▶ **What this task involves**
Nothing may be left out, so copy every entry exactly.

#### Data for this task ####

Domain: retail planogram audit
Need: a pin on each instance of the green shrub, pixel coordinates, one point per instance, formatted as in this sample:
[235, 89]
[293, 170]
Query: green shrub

####

▶ **Solution to the problem**
Domain: retail planogram audit
Need: a pin on each instance of the green shrub, pixel coordinates, one point per instance, formatted as in this sample:
[235, 89]
[293, 170]
Query: green shrub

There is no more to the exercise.